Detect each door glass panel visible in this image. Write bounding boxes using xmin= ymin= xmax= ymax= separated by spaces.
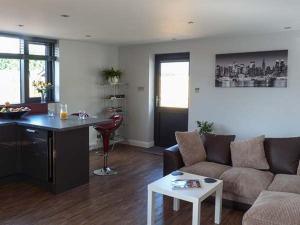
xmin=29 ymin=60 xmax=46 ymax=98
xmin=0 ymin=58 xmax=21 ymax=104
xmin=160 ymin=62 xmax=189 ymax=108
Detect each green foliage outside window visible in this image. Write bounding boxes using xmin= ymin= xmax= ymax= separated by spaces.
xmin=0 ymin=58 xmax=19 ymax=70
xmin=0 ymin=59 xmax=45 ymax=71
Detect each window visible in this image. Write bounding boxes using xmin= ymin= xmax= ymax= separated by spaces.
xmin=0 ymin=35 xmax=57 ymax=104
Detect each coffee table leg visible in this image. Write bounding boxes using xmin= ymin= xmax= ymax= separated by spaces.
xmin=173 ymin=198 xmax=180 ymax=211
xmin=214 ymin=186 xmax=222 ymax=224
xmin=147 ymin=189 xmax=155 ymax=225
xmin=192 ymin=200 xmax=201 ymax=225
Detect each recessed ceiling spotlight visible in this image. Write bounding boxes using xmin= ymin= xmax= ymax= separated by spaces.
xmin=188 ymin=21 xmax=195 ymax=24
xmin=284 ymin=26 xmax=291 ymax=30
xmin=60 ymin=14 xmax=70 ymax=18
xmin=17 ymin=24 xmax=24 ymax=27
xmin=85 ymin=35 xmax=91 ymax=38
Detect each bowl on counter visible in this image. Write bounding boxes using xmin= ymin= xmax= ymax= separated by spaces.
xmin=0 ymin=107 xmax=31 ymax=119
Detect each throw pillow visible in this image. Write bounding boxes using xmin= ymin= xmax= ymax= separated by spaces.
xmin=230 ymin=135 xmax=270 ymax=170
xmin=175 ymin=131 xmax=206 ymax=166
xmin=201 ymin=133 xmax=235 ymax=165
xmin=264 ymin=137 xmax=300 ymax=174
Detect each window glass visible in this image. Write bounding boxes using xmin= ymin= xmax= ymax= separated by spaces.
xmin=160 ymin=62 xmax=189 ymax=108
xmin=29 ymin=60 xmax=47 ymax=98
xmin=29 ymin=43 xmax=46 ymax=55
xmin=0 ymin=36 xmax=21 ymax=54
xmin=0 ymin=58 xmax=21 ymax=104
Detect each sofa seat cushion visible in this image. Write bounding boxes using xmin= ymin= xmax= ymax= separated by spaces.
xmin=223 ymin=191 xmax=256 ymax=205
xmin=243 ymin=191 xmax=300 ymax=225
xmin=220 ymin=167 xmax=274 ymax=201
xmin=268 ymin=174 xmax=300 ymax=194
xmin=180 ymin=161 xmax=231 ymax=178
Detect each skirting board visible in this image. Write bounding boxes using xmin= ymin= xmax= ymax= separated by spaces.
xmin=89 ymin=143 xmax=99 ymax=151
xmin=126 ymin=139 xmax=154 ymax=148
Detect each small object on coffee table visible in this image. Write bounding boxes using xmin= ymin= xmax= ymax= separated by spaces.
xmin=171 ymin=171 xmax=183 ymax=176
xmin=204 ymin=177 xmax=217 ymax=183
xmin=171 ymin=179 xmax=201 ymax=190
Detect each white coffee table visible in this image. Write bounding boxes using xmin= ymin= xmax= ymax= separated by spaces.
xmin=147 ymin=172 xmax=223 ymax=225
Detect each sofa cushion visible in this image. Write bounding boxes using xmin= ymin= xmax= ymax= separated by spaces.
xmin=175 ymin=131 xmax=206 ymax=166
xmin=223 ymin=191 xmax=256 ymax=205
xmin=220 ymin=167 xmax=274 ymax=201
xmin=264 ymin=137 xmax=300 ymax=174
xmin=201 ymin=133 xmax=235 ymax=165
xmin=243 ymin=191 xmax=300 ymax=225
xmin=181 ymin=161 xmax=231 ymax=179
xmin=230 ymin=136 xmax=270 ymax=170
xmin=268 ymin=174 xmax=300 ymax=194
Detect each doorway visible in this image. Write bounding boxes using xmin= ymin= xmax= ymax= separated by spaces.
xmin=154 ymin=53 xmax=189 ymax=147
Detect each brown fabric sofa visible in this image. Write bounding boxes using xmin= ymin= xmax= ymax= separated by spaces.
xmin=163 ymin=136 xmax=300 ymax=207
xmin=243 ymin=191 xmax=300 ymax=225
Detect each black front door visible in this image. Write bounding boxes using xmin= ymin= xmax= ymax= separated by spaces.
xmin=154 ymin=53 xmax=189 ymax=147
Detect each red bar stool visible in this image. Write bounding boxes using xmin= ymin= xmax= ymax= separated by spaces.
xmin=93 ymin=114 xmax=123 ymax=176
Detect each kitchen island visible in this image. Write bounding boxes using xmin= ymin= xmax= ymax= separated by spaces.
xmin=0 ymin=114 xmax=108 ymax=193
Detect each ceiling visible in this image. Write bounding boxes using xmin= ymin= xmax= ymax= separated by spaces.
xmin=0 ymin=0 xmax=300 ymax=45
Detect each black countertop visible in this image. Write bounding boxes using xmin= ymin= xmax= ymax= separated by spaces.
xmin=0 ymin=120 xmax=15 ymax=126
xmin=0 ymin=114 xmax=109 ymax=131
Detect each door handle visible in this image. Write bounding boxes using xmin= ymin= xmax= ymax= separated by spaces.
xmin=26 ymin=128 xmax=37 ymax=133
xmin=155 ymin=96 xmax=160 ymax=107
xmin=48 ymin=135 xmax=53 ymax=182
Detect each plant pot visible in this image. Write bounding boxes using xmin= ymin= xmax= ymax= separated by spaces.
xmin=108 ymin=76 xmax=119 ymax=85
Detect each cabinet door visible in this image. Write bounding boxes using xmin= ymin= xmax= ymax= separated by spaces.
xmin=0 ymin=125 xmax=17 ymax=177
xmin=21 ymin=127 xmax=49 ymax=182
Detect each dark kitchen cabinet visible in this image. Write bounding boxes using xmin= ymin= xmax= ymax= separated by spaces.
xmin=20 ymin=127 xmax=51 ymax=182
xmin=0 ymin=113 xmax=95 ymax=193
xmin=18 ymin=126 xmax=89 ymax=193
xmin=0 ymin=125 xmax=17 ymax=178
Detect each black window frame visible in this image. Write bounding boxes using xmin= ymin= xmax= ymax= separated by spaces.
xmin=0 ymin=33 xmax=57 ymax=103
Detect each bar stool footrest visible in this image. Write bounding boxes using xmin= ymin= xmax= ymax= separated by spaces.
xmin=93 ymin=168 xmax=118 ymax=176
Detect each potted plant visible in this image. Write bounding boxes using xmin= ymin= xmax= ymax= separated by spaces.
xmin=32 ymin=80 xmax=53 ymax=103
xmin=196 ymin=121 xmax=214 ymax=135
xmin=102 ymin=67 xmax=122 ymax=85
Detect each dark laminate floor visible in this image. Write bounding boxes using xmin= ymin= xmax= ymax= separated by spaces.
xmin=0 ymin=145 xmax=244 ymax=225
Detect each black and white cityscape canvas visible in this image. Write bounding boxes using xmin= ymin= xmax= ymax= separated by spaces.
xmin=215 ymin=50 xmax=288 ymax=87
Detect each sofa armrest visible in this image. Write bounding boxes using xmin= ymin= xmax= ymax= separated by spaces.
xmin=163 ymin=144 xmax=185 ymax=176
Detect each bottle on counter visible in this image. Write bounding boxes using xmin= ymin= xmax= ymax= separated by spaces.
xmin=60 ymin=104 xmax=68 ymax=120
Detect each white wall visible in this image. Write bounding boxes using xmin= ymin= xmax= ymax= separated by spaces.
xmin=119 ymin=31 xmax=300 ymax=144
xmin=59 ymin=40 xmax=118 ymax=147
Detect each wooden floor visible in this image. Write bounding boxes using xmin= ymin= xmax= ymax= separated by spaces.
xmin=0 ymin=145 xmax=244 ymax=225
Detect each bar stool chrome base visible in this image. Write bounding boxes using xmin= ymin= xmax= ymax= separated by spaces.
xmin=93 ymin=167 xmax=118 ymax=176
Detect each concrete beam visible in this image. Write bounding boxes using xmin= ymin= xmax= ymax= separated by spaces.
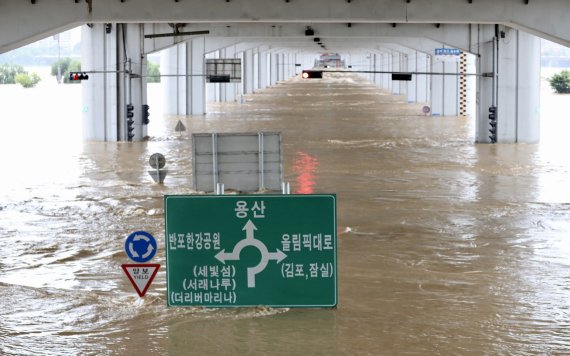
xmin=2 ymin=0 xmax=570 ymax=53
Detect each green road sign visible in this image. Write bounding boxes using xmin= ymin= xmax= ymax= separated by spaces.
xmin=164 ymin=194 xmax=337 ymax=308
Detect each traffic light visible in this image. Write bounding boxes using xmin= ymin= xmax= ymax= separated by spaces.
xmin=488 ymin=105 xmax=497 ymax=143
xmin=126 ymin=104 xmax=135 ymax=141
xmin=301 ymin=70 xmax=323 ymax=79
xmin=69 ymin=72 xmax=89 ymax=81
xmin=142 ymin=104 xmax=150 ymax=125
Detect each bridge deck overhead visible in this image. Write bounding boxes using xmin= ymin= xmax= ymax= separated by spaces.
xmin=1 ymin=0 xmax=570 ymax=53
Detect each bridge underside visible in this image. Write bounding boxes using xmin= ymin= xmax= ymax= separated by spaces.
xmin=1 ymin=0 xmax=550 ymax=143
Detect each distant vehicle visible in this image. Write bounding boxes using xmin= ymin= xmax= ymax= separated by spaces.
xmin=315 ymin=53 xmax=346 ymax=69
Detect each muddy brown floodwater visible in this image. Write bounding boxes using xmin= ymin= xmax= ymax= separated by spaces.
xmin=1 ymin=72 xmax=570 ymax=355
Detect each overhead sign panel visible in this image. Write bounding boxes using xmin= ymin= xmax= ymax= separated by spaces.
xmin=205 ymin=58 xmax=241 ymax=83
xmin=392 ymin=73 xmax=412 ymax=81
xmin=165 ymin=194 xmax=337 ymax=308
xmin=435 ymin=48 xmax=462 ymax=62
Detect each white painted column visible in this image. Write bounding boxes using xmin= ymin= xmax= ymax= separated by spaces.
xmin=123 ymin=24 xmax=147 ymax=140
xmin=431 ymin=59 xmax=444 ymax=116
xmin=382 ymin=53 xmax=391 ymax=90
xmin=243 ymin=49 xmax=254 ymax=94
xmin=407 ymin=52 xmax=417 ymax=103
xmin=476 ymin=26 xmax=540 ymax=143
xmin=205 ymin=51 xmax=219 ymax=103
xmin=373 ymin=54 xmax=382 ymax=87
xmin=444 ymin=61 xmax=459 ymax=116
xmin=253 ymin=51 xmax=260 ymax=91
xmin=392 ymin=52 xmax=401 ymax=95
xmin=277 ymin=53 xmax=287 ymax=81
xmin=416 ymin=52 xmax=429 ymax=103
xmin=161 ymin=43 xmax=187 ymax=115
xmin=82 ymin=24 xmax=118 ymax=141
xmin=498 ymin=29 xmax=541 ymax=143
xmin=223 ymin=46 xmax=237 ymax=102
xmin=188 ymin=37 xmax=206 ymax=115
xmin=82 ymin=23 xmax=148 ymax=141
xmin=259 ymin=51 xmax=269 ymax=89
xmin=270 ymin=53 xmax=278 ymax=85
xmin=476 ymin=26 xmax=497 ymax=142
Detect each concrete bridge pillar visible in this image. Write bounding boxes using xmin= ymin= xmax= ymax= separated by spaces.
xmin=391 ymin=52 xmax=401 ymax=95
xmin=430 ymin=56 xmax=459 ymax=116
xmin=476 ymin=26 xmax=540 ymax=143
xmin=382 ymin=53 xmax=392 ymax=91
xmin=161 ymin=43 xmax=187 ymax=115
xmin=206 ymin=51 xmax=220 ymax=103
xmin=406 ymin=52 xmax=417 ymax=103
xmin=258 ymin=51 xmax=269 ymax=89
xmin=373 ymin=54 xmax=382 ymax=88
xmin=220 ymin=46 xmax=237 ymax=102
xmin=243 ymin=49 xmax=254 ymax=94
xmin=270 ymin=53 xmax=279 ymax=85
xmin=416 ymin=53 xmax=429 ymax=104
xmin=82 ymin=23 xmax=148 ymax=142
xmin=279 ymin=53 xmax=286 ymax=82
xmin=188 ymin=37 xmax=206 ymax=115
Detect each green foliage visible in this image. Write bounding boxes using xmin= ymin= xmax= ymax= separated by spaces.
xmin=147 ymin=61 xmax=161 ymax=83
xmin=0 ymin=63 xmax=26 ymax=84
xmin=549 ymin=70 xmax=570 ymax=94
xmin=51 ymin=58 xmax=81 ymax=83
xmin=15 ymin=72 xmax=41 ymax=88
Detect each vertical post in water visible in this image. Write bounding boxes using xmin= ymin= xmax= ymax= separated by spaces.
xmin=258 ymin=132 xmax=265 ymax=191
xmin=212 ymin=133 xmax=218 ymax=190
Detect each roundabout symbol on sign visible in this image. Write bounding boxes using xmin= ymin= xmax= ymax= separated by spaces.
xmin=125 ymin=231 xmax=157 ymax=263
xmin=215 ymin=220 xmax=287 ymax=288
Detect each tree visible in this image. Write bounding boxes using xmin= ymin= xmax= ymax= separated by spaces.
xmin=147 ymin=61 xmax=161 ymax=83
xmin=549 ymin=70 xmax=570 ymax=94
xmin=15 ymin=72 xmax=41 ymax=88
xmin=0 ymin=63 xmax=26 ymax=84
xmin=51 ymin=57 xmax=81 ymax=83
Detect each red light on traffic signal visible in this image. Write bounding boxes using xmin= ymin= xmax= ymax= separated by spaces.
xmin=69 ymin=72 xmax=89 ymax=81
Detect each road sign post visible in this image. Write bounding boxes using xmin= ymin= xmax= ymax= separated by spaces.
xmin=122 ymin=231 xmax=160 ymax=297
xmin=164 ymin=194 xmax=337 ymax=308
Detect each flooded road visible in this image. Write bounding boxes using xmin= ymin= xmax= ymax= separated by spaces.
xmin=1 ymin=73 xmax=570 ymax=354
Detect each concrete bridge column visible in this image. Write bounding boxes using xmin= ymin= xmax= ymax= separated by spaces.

####

▶ Directions:
After locating the line that contains "Detect each roundabout", print that line and every one after it through the last line of the listing, exactly.

▶ Written answer:
Detect each roundabout symbol on sign visible in this image. Write bounding boxes using xmin= ymin= xmax= ymax= separated by spaces.
xmin=125 ymin=231 xmax=157 ymax=263
xmin=215 ymin=220 xmax=287 ymax=288
Detect each tree visible in this image. Write bounding boxes using xmin= ymin= xmax= ymax= separated by spaces.
xmin=147 ymin=61 xmax=161 ymax=83
xmin=549 ymin=70 xmax=570 ymax=94
xmin=15 ymin=72 xmax=41 ymax=88
xmin=0 ymin=63 xmax=26 ymax=84
xmin=51 ymin=57 xmax=81 ymax=83
Detect each red light on traffic signal visible in this image. Write bounding boxes using xmin= ymin= xmax= ymax= separated by spaces.
xmin=69 ymin=72 xmax=89 ymax=81
Detect each road sign post visible in this image. Write bounding boxes using xmin= ymin= xmax= ymax= separated by spaces.
xmin=122 ymin=231 xmax=160 ymax=297
xmin=164 ymin=194 xmax=337 ymax=308
Detect each flooded road visible in this image. Write bounding boxes using xmin= ymin= xmax= ymax= separated by spaces.
xmin=1 ymin=73 xmax=570 ymax=354
Detect each concrete bridge column visible in this image. Write bounding boxes using xmin= ymin= xmax= ymax= separated by spaces.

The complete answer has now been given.